- _Your tasks_:
a – In the piece on the Volkswagen union vote, what did the National Labor Relations Board decide in 2016?
b – Continue the piece on the Volkswagen union vote from where it ends.

- _Selected extract_:
-------

In the lead-up to another United Automobile Workers (UAW) vote at Volkswagen in Tennessee, the region’s paper of record is once again providing tacit aid to anti-union efforts.

On Tuesday, the Chattanooga Times Free Press (CTFP) published an article announcing that the UAW had filed for another union election in the Chattanooga plant. The article quotes Patrick Semmens, vice president of the National Right to Work Legal Defense Foundation (NRTWLDF), which—for six decades—has been a  leading advocate for the destruction of public and private sector unions. In the article, Semmens says the NRTWLDF represented Volkswagen workers in 2014 to “protect their rights”—and then announces that the organization is willing to provide free legal representation to anti-union Volkswagen workers again.

The following day, the CTFP published another article that extensively quotes Semmen’s colleague John Raudabaugh—a high-paid NRTWLDF staff attorney who was actively involved in the organization’s 2014 campaign against the UAW.

In both articles, the CTFP quotes NRTWLDF employees talking about the ongoing corruption scandal in the UAW, but omits the employer’s own criminal behavior. In 2016, the National Labor Relations Board issued a unanimous decision that Volkswagen was violating federal labor law by refusing to negotiate with the skilled-trades unit that the UAW had successfully organized in 2015.

-------

- _Collection entries_:
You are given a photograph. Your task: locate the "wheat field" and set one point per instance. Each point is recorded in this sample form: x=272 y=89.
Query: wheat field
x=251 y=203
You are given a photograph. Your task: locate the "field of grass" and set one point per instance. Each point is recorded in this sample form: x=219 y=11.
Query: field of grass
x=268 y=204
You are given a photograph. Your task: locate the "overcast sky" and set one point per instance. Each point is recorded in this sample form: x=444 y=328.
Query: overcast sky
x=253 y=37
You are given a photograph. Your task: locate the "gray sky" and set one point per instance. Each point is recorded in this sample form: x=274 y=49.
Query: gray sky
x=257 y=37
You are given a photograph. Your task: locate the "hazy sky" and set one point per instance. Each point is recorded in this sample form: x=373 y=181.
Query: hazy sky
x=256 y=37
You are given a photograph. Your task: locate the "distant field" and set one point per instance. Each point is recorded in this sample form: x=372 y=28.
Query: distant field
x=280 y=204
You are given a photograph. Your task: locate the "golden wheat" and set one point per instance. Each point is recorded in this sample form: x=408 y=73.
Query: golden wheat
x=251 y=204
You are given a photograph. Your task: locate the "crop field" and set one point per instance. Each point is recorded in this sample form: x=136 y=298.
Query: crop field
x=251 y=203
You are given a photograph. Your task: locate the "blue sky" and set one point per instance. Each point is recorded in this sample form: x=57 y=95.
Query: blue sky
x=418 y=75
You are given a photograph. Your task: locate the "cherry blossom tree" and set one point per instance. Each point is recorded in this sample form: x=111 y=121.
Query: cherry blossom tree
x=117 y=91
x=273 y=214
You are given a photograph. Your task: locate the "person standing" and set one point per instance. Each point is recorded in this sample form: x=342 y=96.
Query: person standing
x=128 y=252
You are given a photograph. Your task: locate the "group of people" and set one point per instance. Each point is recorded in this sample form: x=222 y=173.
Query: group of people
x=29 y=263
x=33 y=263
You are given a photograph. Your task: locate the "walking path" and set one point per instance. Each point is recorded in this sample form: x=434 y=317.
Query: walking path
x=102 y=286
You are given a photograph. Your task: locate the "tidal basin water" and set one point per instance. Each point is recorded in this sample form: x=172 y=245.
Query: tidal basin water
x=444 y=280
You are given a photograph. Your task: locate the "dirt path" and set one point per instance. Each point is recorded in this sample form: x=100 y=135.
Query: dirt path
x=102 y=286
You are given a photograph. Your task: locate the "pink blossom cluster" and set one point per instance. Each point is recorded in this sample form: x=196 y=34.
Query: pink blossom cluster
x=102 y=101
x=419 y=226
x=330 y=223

-------

- _Response list_:
a – It ruled unanimously that Volkswagen was violating federal labor law by refusing to negotiate with the skilled-trades unit the UAW had organized in 2015.

b –
Additionally, the paper fails to provide any basic information about unionization, such as the fact that union workers enjoy a higher median weekly income and more paid vacation holidays than non-union workers and are more likely to have a defined benefit pension plan. Union employers, meanwhile, contribute more to cover the costs of healthcare benefits.

This information should be of value and interest to CTFP readers, since they live in a state with one of the lowest union density rates and highest levels of poverty.

Again and again, the CTFP relies on the NRTWLDF as a sounding board for anti-union talking points while failing to provide crucial background information on the NRTWLDF’s political agenda, finances or connections to a business-backed network of anti-worker organizations.

These articles are the most recent examples of a long-running pattern of anti-union bias at the CTFP— and such biased reporting only adds to the challenges that the UAW faces in the lead up to the union’s third representation election at Volkswagen in about five years.

Sins of Omission

A 2014 analysis of regional news coverage by Media Matters for America found that both the CTFP and the Knoxville News-Sentinel were "omitting critical context in their coverage of the union vote" and thereby "aiding these antiunion efforts.” The analysis showed that in at least 25 news reports the CTFP published in the month leading up to the union election, “not one of those reports acknowledged that unionization enjoys majority support among the Volkswagen workers.”

Those aren’t the only crucial facts that the CTFP has been omitting in its reporting on the union drive.

Both Semmens and Raudabaugh have spent years working for the NRTWLDF, an arm of the National Right to Work Committee (NRTWC).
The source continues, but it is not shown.